— Provided text —
C2V April Notes From The Trenches
Welcome Friends! We have a lot of great content this month, including a new (fintech) portfolio company to introduce and a bunch of exciting portfolio news and media appearances to share. But first, we take a harder look at one of those pervasive venture axioms that everyone seems to just take on faith, in an effort to determine just how wise this particular piece of conventional wisdom is, calling once again on the indispensable help of our erstwhile friend and ally… math.
We expect every industry to have at least a few of these widely (and blindly) accepted pieces of conventional wisdom, but few, if any, have anywhere near as many as the venture/startup world. We’re not entirely sure where these things come from: why there are so many, how they end up being defended with such religious zeal (and similar reticence among defenders to get too far into the details/logic behind them), but they’re everywhere.
To be fair, most are generally on solid logical footing (if often oversimplified), but sometimes the emperor’s just standing there stark naked while everyone wanders past, oblivious, and someone has to point this out, right?
It’s not that we seek to be contrarian just for the sake of being contrarian, but as you’ve surely gathered by now:
We’re not big on blindly following advice (especially of the “because that’s how it’s done” variety) without doing our own homework;
We’re particularly skeptical of any advice that’s meant to be applied broadly, but delivered within the space of a single tweet; and
When it comes to maximizing fund returns in particular, we do find math to be a more useful tool than “important people” tweets.
That said, if a particular piece of generic market wisdom holds up to scrutiny, great, consider us converted, but if it doesn’t… well, that’s why you ask these questions in the first place.
So, while we all continue to enjoy the irony of the name “Stability AI”…
The Fallacy of “Maintaining Ownership”
Among this smaller group of venture axioms on shakier logical ground, this one may have been on our radar the longest, going back to a 2019 conversation with an institutional investor who scoffed at our follow-on investment strategy telling us — with the kind of unequivocal conviction that only this type of person can muster (you other VCs know the type we’re talking about) — “You’ll never generate returns if you can’t maintain ownership all the way to exit.”
This wasn’t the first time we’d heard this, of course, just the first time we’d been scolded for not blindly falling in line with it. The concept was really coming into vogue at that time,1 used as the primary justification for the launch of hundreds of “opportunity” (i.e., “follow-on”) funds, as well as a new (and much bigger) wave of gigantic, super late-stage funds. Having done enough research to see (at least what we believe to be) the flaws in the logic, we had previously just ignored all of this, but given the source this time, we did stop to reconsider it, and here’s what we found.
The Math
(Author’s Note: In order to thread the transparency/brevity needle, we’re putting most of the underlying assumptions used below in footnotes. These are much easier to navigate in the app or browser version (vs. email), so if you find yourself jumping back and forth a lot, we’d highly recommend you click “Read In-App” in the byline above and enjoy this content there).
For all examples, we’re using the following assumptions (unless otherwise noted):
A $75mm early-stage fund with fairly common construction parameters, including a 50/50 split between funds allocated for first checks and follow-ons (see footnote for additional details)2
Industry average round sizes and valuations from late 2021, as reported by the Carta Data Minute.

— Source material —
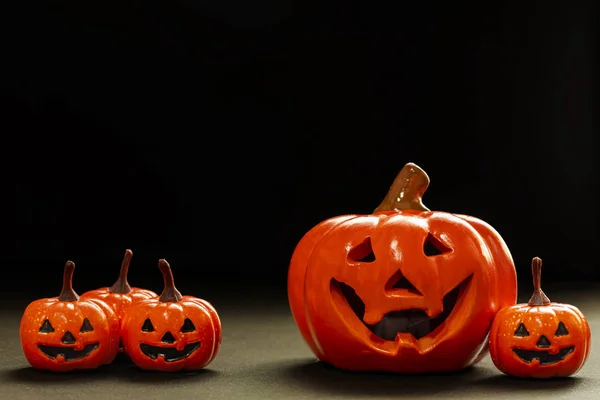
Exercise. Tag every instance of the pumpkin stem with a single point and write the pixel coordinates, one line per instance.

— Task instructions —
A – Answer each question about the C2V newsletter on maintaining ownership:
(i) In what year did the conversation with the institutional investor take place?
(ii) What size of fund do the examples assume?
(iii) Which source supplies the round sizes and valuations used in the examples?
B – Can you carry the C2V newsletter on maintaining ownership forward from its final line?

— Task-by-task answers —
A –
(i) 2019
(ii) A $75mm early-stage fund
(iii) The Carta Data Minute, with figures from late 2021

B –
Rounds considered here start with Seed, end with Series E,3 and include one bridge round between Seed and A (something so common in recent years, it probably deserves its own name by now).
Average and median exit sizes referenced are trailing 5-year averages, per the Pitchbook-NVCA Venture Monitor.45
The 10 companies that did not receive follow-on money each returned 0 - 1x and unless otherwise specified, the other 10 exited at the industry average valuation.
All exiting companies raise through Series E (this is way too generous to the “maintain ownership” camp, but we’re keeping it this way for simplicity)6
Scenario 1 (Control Group)
This is the vanilla version where follow-on money is allocated pro-rata in each funding round until each company’s share of the follow-on pool is expended.
This should look more or less as expected. The dilution is fairly high but remember, we’re assuming every exiting company raises all the way through Series E, so in that context, it’s actually not that bad.
At 2.9x, the net return to LPs is a bit above the industry average, and the 21.4% annual return is more than double the long-term average for public equity markets (early-stage venture, baby!).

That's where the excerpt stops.